[Data records]
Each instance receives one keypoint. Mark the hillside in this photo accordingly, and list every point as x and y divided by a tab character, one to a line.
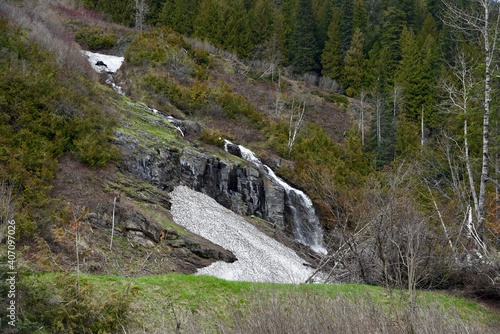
97	171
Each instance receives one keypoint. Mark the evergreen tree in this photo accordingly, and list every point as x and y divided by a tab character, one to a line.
415	74
180	15
346	24
354	65
393	23
261	22
225	24
331	58
303	45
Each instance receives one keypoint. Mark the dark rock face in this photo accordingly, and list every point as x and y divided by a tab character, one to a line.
234	184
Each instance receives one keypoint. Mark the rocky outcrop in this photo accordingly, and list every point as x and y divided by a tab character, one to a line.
232	182
139	230
132	225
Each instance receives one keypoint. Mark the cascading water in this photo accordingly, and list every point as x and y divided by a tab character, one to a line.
299	207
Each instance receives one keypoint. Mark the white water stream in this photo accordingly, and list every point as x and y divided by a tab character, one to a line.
102	63
305	223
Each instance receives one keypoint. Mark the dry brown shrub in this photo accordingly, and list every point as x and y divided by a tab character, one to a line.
45	28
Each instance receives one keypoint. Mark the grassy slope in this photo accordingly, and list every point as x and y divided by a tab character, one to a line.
202	304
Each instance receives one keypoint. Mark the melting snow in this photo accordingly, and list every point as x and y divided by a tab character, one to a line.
260	258
111	63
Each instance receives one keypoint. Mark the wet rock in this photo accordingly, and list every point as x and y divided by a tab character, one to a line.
238	186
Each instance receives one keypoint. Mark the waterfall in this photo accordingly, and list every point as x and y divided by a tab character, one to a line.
300	211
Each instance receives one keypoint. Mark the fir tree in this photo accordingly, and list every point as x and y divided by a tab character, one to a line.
303	44
354	65
331	58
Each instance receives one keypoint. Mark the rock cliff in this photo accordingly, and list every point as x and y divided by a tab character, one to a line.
231	181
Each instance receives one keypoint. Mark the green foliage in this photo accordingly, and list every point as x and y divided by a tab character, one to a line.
180	15
213	137
67	304
225	24
303	45
354	65
335	98
45	113
331	58
95	38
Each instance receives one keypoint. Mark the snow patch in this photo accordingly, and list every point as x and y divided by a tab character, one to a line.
260	258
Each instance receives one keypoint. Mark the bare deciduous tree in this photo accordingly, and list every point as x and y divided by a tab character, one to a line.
296	118
480	25
141	10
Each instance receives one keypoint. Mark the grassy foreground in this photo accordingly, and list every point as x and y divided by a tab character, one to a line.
176	303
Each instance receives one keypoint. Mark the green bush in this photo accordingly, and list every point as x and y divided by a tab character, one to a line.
213	137
45	112
65	304
95	38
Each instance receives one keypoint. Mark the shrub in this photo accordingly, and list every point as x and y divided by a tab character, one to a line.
213	137
95	38
66	304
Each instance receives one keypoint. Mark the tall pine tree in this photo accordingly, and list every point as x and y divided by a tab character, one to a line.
303	45
354	65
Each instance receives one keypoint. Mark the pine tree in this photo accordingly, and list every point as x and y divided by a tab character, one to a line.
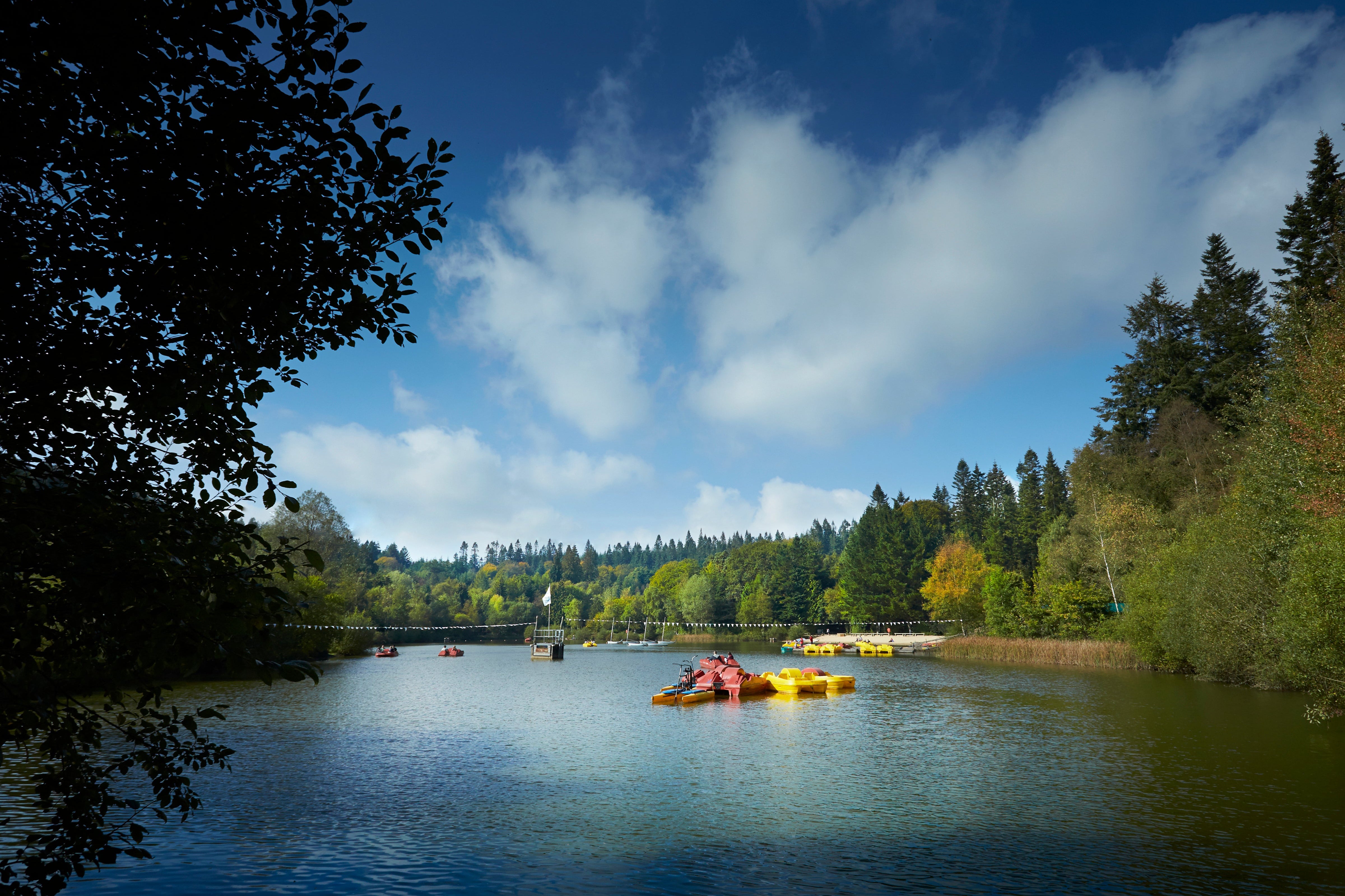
1313	221
1055	490
1030	521
1230	322
963	498
1000	517
1161	368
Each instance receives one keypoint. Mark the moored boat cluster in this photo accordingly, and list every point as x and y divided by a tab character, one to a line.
723	676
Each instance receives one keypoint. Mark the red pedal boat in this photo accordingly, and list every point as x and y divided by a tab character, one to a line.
726	676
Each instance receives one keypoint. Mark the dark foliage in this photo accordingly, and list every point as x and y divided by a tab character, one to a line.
197	204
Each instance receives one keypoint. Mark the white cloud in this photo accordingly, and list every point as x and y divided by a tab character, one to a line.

- Task directions: Could each line of the data be written out exactly, with no pictures included?

- Solution to the problem:
Each instance receives one keypoint. Mark the hillside in this photo accordingly, and list every point as x and y divided by a tab character, one to a line.
97	171
Each instance receives one keypoint. Mark the evergreen tree in this photo accordingly, and list every point as x and y divided by a tab character, one to a line.
415	74
180	15
346	24
354	65
393	23
261	22
225	24
331	58
303	45
Each instance receives one keypoint. Mark the dark rock face in this photo accordingly, and list every point as x and y divided by a tab character, one to a line.
234	184
Each instance receives one keypoint. Mark the rocky outcrop in this photo accordingly, and list every point as x and y divided by a tab character, one to a line.
232	182
139	230
132	225
Each instance receives one keypoint. Mark the cascading water in this photo accordingly, and list every point as x and y divided by a tab character, one to a line.
299	207
Each instance receives one keypoint. Mark the white water stream in this photo accordingly, and list every point as x and y divided by a tab character, one to a line.
102	63
305	223
Each instance receives one keypoint. Mark the dry brown shrub in this photo accordingly, and list every point as x and y divided by a tab character, one to a line.
45	28
Each instance receives one keypoint. Mark the grassy slope in this photo accordingly, and list every point as x and y divided by a tab character, one to a line.
202	304
Each instance receives one keypoint. Mark the melting snow in this photo accordingly, and list every point as x and y divided by a tab character, one to a line.
260	258
111	63
Each instance receives one keypoint. Mark the wet rock in this photo accordingly, and list every point as x and y divided by a tab character, one to a line.
238	186
Each instance receives one keypoint. Mark the waterfall in this photo accordingly, and list every point as x and y divided by a tab character, one to a line.
300	211
Each instance receives one keypoint. Mark the fir tree in this photo accordingly, and list every point as x and y divided by a tab character, one to a line.
303	44
354	65
331	58
Each instance receives one keypoint. Mark the rock cliff in this photo accordingly, and list every point as x and y divided by a tab character, one to a line.
231	181
Each instance receives one keypoint. Mark the green foliage in this photo accordingly, and list every point as x and y divided by a tab character, one to a line.
180	15
213	137
67	304
225	24
303	45
354	65
335	98
45	113
331	58
95	38
Each instance receives one keypoint. Mark the snow patch in this photo accordingly, and list every point as x and y divided by a tab character, one to a line.
260	258
Each instance receives one keypoint. Mark the bare deciduous tree in this photo accordingly, and list every point as x and y divided by a tab character, one to a line.
296	118
480	25
141	10
Each instance receives one keypoint. Mark the grassy foreground in this photo accordingly, and list every point as x and y divided by a tab character, one to a line.
176	303
Each instance receives one keypoint. Mark the green bush in this photo accordingly, and list every point as x and y divided by a tab character, one to a line.
213	137
45	112
65	304
95	38
Each instance receives one keypoint. Mark the shrub in this photo accordingly, and list every point as x and y divided by a tab character, one to a line.
213	137
95	38
66	304
Each instance receives one keypoint. Mark the tall pine tree in this photo accordingly, and list every point as x and y divided by a tab character, one to a line.
303	45
354	65
Each instance receives one keypoint. Mark the pine tree in this photo accordingly, and list every point as x and y divided by a tab character, one to a line.
1313	221
1055	490
1030	521
1230	322
963	498
1000	517
1161	368
Each instance receives one keypoint. Mark the moored boat cluster in this photo accordingly, and list every point as x and y divided by a tab character, one to a line.
723	676
Each instance receives one keypoint. Mark the red pedal boat in this photo accordingly, and list every point as x and y divided by a tab character, one to a line.
726	676
Each instance receives one keypoint. Mark the dark foliage in this photo accordingly, and list every point as x and y divided by a tab character, one to a line.
197	204
Each instance receives one keypoint. Mark the white cloud in this photo accordingly, and list every point as x and y divided by a tab character, one to a line.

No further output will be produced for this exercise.